**TASK TO CARRY OUT**
Set down, please, exactly the lines below that run from the line with "target | green knit sweater" to the line with "target | tourist leaning on railing", both lines included.

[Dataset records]
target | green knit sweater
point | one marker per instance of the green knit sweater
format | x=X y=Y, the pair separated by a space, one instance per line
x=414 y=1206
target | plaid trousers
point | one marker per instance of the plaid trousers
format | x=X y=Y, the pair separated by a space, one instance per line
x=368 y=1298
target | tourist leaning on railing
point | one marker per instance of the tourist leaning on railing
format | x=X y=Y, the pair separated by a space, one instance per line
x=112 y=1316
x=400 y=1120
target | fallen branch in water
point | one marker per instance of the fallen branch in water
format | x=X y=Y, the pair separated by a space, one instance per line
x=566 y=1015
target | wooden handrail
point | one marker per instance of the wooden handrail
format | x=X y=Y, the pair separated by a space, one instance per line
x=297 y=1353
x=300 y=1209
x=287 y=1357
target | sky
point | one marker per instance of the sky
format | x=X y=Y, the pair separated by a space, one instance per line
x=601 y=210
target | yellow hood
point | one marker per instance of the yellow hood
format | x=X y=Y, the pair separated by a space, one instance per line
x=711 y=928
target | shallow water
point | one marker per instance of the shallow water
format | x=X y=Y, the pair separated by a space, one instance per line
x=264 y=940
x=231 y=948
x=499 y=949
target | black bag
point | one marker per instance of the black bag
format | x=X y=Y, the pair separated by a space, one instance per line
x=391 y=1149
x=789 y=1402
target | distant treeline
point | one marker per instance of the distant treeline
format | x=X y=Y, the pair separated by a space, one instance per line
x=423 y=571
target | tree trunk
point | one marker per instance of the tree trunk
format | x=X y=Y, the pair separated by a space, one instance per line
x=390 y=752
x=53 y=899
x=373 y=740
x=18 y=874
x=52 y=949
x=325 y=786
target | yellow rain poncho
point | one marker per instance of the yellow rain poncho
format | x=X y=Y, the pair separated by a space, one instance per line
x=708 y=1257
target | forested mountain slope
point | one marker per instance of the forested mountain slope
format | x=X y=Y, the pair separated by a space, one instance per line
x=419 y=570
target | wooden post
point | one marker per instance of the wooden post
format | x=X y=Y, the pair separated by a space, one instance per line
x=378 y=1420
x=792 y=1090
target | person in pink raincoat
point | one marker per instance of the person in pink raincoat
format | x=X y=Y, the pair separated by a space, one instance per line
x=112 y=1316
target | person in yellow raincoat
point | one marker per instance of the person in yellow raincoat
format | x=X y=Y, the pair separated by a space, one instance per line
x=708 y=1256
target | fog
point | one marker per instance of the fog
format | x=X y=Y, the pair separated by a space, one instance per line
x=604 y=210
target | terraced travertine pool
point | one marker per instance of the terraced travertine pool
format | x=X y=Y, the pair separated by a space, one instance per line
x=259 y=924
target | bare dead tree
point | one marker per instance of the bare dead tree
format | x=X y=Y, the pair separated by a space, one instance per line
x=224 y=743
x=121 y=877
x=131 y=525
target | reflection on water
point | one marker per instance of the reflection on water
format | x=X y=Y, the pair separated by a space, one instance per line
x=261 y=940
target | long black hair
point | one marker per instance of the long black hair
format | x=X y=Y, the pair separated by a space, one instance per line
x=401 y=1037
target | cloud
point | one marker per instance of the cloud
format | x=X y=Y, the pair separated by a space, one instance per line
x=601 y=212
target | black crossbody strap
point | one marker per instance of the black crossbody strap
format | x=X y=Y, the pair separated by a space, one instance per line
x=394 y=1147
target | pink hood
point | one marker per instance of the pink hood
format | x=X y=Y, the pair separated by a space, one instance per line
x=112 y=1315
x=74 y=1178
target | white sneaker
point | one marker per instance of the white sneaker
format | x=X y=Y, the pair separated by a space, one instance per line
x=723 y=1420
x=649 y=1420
* * *
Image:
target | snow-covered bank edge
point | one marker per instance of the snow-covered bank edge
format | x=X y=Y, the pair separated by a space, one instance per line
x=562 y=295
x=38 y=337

**ANSWER SECTION**
target | green knit sweater
point | one marker per instance of the green knit sweater
format | x=X y=Y, the pair separated by a space, one instance per line
x=414 y=1206
target | plaid trousers
point | one marker per instance of the plaid trousers
format | x=X y=Y, the pair separated by a space, one instance per line
x=368 y=1298
target | tourist leaning on railing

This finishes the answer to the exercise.